# DIRECTION:
Take the data below and repeat it exactly.

# DATA EXTRACT:
---

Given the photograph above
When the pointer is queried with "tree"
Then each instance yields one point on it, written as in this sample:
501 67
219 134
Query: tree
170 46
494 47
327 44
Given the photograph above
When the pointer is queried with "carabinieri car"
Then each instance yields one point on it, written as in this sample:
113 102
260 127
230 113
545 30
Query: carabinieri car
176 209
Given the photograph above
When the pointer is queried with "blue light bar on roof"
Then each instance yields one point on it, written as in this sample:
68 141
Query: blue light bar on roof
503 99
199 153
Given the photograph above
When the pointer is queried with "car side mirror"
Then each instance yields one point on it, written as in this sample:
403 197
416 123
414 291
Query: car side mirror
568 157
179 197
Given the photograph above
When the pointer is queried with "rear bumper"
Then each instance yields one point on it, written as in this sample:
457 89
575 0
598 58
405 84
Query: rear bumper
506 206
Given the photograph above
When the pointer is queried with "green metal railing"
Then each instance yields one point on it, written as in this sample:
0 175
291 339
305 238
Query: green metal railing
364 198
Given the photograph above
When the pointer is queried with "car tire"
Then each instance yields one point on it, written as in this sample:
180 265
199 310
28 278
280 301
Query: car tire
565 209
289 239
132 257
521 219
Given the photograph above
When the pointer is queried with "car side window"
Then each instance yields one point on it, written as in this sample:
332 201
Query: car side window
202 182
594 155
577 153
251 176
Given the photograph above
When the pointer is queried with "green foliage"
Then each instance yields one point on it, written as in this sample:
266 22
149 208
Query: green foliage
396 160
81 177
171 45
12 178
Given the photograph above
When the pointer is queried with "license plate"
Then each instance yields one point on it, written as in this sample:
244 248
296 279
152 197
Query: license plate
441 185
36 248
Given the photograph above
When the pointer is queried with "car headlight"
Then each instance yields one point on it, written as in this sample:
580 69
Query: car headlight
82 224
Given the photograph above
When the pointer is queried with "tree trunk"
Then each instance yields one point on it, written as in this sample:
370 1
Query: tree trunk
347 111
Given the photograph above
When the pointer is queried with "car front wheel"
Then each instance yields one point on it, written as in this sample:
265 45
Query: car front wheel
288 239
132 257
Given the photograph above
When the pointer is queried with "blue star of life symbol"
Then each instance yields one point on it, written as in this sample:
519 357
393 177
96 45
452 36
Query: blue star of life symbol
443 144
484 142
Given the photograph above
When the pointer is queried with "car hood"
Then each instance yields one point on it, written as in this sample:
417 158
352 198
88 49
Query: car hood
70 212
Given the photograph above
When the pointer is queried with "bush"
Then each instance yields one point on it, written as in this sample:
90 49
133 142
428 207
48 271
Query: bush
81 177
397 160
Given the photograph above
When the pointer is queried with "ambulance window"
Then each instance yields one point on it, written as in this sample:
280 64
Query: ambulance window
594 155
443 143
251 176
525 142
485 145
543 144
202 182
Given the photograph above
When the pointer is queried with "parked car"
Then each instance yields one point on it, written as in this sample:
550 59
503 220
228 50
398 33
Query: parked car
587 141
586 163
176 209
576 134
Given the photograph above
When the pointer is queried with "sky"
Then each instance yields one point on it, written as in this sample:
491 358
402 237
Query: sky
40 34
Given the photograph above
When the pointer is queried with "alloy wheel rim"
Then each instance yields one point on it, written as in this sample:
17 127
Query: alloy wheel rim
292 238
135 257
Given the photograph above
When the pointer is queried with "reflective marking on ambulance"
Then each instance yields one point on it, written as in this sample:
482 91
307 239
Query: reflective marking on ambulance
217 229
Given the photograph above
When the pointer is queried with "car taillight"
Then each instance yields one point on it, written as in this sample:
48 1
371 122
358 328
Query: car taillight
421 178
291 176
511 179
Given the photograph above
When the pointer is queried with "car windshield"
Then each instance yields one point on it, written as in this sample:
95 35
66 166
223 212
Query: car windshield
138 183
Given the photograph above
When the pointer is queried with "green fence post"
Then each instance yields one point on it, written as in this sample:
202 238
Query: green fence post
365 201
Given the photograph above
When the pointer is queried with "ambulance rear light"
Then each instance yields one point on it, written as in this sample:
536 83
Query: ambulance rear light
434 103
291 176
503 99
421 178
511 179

---

# ANSWER FOR THE TASK:
Given the photograph above
When the pointer is queried with "tree"
Then each instance yields one point on it, written as in this sample:
501 67
219 134
Query: tree
170 46
494 47
327 44
Given the photograph above
When the pointer is queried with "carabinieri car"
Then each instance yields one point on it, written as in this sample:
113 102
260 127
230 113
545 30
Query: carabinieri car
176 209
Given the photograph above
When the pointer is queried with "blue light bar on roof"
Then each instance yields one point on it, written as in this sample:
68 141
Query: blue light bar on roof
503 99
199 153
Given the photograph above
When the pointer is queried with "car side mirror"
Then each instance yields one point on it, written as in this sample:
403 197
416 123
414 291
Query: car side mirror
568 157
179 197
Given the photograph above
When the pointer is queried with "rear bumper"
Then each instance yields one point on it, written as in this sample:
457 89
575 0
598 58
405 84
Query: rear bumper
506 206
Given the photograph above
When the pointer is queried with "green metal railing"
Then each instance yields one point on it, written as in this sample:
0 175
291 339
305 238
Query: green metal railing
364 198
Given the photograph above
When the pointer is queried with "car tire"
Then each instance yields one point on it, written as in this sample:
180 265
199 310
28 278
280 301
Query: car tire
565 209
289 239
132 257
521 219
Given the photograph above
When the pointer is queried with "car side window"
Then each instance yields one point on it, written as in this sample:
332 201
Query: car side window
202 182
594 155
577 153
251 176
Given the photograph above
When the pointer is queried with "green foliage"
Then each instance yields one point on it, written as in this sample:
266 22
149 208
Query: green foliage
396 160
81 177
171 45
12 178
Given the photograph above
When the pointer is queried with "license plate"
Then each instance yields one point on it, written as in this sample:
244 248
296 279
152 197
Query: license plate
441 185
36 248
Given the photograph above
When the pointer is queried with "car headlight"
Then each instance yields one point on it, written as in this sample:
580 69
Query: car headlight
82 224
Given the photograph above
When the pointer is queried with "tree trunk"
Then each instance yields one point on it, written as in this sample:
370 1
Query: tree trunk
347 111
Given the photograph above
When the pointer is queried with "car front wheel"
Then each instance yields one point on it, written as in this sample:
265 45
Query: car front wheel
288 239
132 257
Given the photograph above
When the pointer is queried with "blue star of life symbol"
Then each instance yields one point on it, written as in this sample:
519 357
393 177
96 45
452 36
Query: blue star of life symbol
443 144
484 142
Given the photograph above
When the pointer is queried with "car hood"
Then each instance yields one point on it, written as in this sample:
417 158
352 198
88 49
Query: car hood
70 212
Given the photograph above
When the pointer is queried with "bush"
Then each instance yields one point on it, written as in this sample:
90 49
133 142
428 207
48 271
Query: bush
81 177
397 160
Given the photograph above
When the pointer is queried with "ambulance window"
Then each instance yields one point on it, written as in this sample:
280 64
Query: ambulance window
594 155
443 143
251 176
525 142
485 145
543 144
202 182
Given the photograph above
When the pointer is queried with "parked car"
Then each instance yields one point on it, written as in this sample:
550 59
503 220
228 50
398 33
Query: parked car
587 141
586 163
176 209
576 134
Given the photograph above
When the pointer is queried with "sky"
Then each instance yields one point on it, written as in this sample:
491 358
402 237
Query: sky
40 34
Given the photograph above
When the pointer is queried with "alloy wheel rim"
Then each instance yields one point on it, written as in this sample:
17 127
Query: alloy wheel rim
292 238
135 257
Given the photograph above
When the pointer is queried with "reflective marking on ambulance"
Then each instance yields one point on it, written as in this sample:
482 91
307 239
Query: reflective marking on ambulance
217 229
Given the photograph above
When the pointer is queried with "car taillight"
Then each instance yields one point on it, written as in this sample:
48 1
371 122
358 328
Query: car taillight
421 178
291 176
511 179
Given the photograph above
When the pointer is queried with "car windshield"
Then each instance yields one point on it, written as in this sample:
95 35
66 166
223 212
Query: car windshield
138 183
Given the photograph above
When the pointer is queried with "green fence post"
Then each instance yields one point on it, written as in this sample:
202 238
Query: green fence post
365 201
Given the photograph above
When the pointer is queried with "ambulance rear light"
Then each instance yields one point on it, written as in this sample:
536 83
Query: ambulance rear light
434 103
291 176
503 99
421 178
511 179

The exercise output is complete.